Exercise directions :: Rewrite the items below, substituting "image coordinates" for every occurrence of "pixel coordinates" and leaving all other text unchanged. Omit the pictures from your answer.

+++ Extracted data

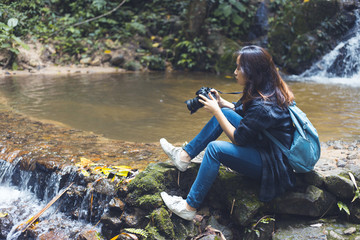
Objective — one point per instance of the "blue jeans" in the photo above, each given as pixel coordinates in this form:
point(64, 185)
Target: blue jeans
point(243, 159)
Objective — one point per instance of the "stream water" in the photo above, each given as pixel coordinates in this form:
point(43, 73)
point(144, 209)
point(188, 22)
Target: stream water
point(145, 107)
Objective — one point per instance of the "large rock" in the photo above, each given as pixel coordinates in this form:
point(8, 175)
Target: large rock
point(314, 202)
point(339, 185)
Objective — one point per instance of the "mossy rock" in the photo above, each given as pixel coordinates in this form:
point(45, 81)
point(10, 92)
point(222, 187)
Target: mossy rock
point(236, 192)
point(149, 201)
point(160, 218)
point(153, 233)
point(152, 179)
point(132, 66)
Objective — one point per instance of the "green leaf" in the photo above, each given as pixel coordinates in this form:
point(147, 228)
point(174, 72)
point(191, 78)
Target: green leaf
point(237, 19)
point(227, 10)
point(240, 6)
point(12, 22)
point(343, 206)
point(6, 45)
point(21, 43)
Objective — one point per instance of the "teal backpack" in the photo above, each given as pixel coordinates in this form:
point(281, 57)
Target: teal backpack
point(305, 148)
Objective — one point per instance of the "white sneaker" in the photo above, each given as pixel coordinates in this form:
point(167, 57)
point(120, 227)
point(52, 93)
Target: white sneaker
point(178, 206)
point(174, 155)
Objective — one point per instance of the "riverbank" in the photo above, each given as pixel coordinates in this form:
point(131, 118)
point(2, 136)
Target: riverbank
point(45, 146)
point(62, 70)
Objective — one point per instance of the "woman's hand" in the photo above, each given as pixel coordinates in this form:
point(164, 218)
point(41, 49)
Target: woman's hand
point(211, 104)
point(222, 102)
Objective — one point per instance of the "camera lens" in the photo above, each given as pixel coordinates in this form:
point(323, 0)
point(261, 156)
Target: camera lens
point(193, 104)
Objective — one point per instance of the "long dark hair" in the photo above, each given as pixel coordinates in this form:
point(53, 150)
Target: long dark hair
point(262, 78)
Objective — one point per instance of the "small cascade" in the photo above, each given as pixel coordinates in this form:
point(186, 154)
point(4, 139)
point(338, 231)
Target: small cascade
point(342, 64)
point(24, 193)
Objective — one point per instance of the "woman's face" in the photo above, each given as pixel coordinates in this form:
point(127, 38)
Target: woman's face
point(239, 73)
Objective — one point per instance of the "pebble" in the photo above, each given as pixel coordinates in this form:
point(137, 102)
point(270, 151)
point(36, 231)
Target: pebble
point(350, 231)
point(341, 163)
point(334, 235)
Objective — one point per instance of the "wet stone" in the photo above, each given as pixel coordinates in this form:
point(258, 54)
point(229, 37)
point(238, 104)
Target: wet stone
point(5, 226)
point(88, 235)
point(116, 205)
point(336, 236)
point(341, 163)
point(111, 222)
point(350, 231)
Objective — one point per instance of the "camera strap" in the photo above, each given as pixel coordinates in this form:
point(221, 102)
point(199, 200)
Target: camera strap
point(229, 92)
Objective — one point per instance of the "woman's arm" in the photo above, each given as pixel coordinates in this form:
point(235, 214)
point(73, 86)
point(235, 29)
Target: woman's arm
point(213, 106)
point(222, 102)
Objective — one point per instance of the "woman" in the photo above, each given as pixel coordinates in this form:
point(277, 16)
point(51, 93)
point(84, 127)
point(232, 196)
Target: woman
point(263, 105)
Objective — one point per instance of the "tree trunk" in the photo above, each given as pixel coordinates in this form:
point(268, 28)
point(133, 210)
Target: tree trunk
point(196, 17)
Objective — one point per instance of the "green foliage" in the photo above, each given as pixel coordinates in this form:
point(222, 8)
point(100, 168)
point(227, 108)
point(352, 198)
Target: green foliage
point(357, 190)
point(55, 22)
point(193, 55)
point(233, 17)
point(153, 62)
point(9, 41)
point(343, 206)
point(140, 232)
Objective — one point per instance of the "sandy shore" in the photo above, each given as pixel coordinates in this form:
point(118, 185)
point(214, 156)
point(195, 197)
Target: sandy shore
point(59, 70)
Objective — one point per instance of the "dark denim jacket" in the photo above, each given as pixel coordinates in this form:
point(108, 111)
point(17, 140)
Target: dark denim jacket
point(277, 174)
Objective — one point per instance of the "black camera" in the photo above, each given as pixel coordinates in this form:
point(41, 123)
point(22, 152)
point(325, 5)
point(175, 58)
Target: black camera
point(194, 104)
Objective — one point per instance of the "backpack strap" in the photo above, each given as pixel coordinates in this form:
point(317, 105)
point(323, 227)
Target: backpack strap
point(277, 142)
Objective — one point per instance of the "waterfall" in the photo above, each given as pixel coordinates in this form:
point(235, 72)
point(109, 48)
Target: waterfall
point(342, 64)
point(24, 193)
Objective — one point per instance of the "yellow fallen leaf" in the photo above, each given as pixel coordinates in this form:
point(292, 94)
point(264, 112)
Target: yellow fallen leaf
point(122, 173)
point(122, 167)
point(106, 171)
point(85, 162)
point(85, 173)
point(114, 238)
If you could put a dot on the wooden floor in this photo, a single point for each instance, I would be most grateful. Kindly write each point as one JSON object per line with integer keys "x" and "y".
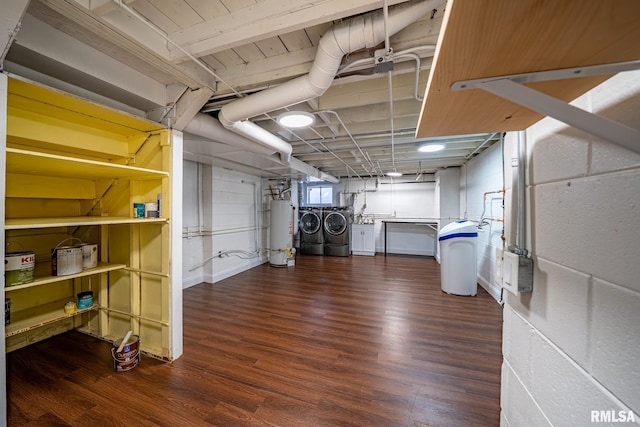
{"x": 359, "y": 341}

++++++

Reply to the task ::
Objective — one point per instance of the "blue jeans" in the photo above, each given as image coordinates in this form:
point(64, 185)
Target: blue jeans
point(243, 159)
Objective — one point per instance of the "stream water" in the photo above, each given as image coordinates in this form:
point(43, 73)
point(144, 209)
point(188, 22)
Target: stream water
point(145, 107)
Objective — one point per instance of the "large rock" in the photo above, each given as image coordinates in this form:
point(8, 175)
Target: large rock
point(314, 202)
point(339, 185)
Objective — one point per instance of the "mossy rock" in the photo above, each given as image coordinates in this form:
point(45, 81)
point(10, 92)
point(222, 187)
Target: mossy rock
point(236, 192)
point(149, 201)
point(160, 218)
point(153, 233)
point(152, 179)
point(132, 66)
Objective — one point per instance of the "green leaf" in the photo above, each given as image coordinates in this form:
point(147, 228)
point(174, 72)
point(191, 78)
Target: green leaf
point(237, 19)
point(227, 10)
point(240, 6)
point(12, 22)
point(343, 206)
point(6, 45)
point(21, 43)
Objective — one point per instance of the "teal backpack" in the photo above, each given as image coordinates in this form:
point(281, 57)
Target: teal backpack
point(305, 148)
Objective — one point per instance of the "white sneaker" in the photo above, each given as image coordinates in this form:
point(167, 57)
point(120, 227)
point(52, 93)
Target: white sneaker
point(178, 206)
point(174, 155)
Objective — one point per instance of the "riverbank" in the photo above, each given as image coordinates in this form:
point(131, 118)
point(2, 136)
Target: riverbank
point(45, 146)
point(62, 70)
Objective — one point per instance of the "woman's hand" in the photo above, each given as image coordinates in this form:
point(164, 218)
point(41, 49)
Target: woman's hand
point(211, 104)
point(222, 102)
Objective — one point per instance of the "camera lens" in the photo above, each given as image coordinates in this form:
point(323, 0)
point(261, 156)
Target: camera lens
point(193, 104)
Objective — one point per instance of the "long dark hair" in the photo above, each given as image coordinates in this form:
point(53, 150)
Target: long dark hair
point(262, 78)
Objective — one point per instance of the "small cascade" in the photo above, each given as image coordinates in this form:
point(186, 154)
point(4, 139)
point(338, 231)
Target: small cascade
point(342, 64)
point(24, 193)
Objective — one point per instance of the "woman's face" in the photo above, each given as image coordinates in this form:
point(127, 38)
Target: woman's face
point(239, 73)
Objective — one point per instance of the "pebble" in the photo above, each given as image coordinates in this form:
point(137, 102)
point(270, 151)
point(36, 231)
Target: pebble
point(350, 231)
point(341, 163)
point(334, 235)
Objective — one point per instance of the "wet stone" in the photo above, each given as image coordinates in this form:
point(258, 54)
point(229, 37)
point(238, 104)
Target: wet stone
point(5, 226)
point(88, 235)
point(116, 205)
point(336, 236)
point(341, 163)
point(111, 222)
point(350, 231)
Objective — one point per instance of the "camera strap" in the photo above, each given as image coordinates in this form:
point(221, 102)
point(199, 200)
Target: camera strap
point(229, 92)
Objective — one point per instance of the "woman's arm" in the photo above, each given as image coordinates in this form:
point(235, 214)
point(73, 86)
point(235, 29)
Target: woman's arm
point(213, 106)
point(222, 102)
Objective — one point per instance of the "woman" in the photo above, each given as image coordinates in this form:
point(277, 16)
point(51, 93)
point(84, 127)
point(232, 196)
Target: woman
point(263, 105)
Objective — one point per instance of the "tree trunk" in the photo above, each given as image coordinates in this form:
point(268, 28)
point(133, 210)
Target: tree trunk
point(196, 17)
Objective — one point per instance of the "green foliage" in the photo above, each given as image coordinates in this form:
point(222, 8)
point(100, 168)
point(227, 108)
point(352, 198)
Target: green foliage
point(357, 190)
point(55, 22)
point(193, 55)
point(233, 17)
point(153, 62)
point(9, 41)
point(343, 206)
point(140, 232)
Objective — one point per instance of the "sandy shore" in the photo above, each given as image coordinates in this form:
point(118, 185)
point(214, 156)
point(195, 197)
Target: sandy shore
point(59, 70)
Objective — one point per instance of the "dark denim jacket" in the photo above, each given as image coordinates in this form:
point(108, 111)
point(17, 140)
Target: dark denim jacket
point(277, 174)
Objective — one point per instance of the "black camera" in the photo above, each given as image coordinates in this form:
point(41, 123)
point(22, 152)
point(325, 5)
point(175, 58)
Target: black camera
point(194, 104)
Objective — one point per instance of the "backpack strap" in the photo above, each given as image coordinates in this form:
point(317, 105)
point(323, 227)
Target: backpack strap
point(277, 142)
Objective — one point per instance of the "waterfall" in the photo above, each given as image coordinates in this form:
point(235, 72)
point(109, 48)
Target: waterfall
point(342, 64)
point(24, 193)
Objective — one point per instance of the "yellow fallen leaf" in the photo above, each given as image coordinates in this form:
point(292, 94)
point(264, 112)
Target: yellow fallen leaf
point(122, 173)
point(122, 167)
point(106, 171)
point(85, 162)
point(85, 173)
point(114, 238)
If you could put a dot on the wooden floor in this photo, a single point for each instance, I would be most grateful. Kindly write each point as one JSON object per line with integer keys "x" and "y".
{"x": 359, "y": 341}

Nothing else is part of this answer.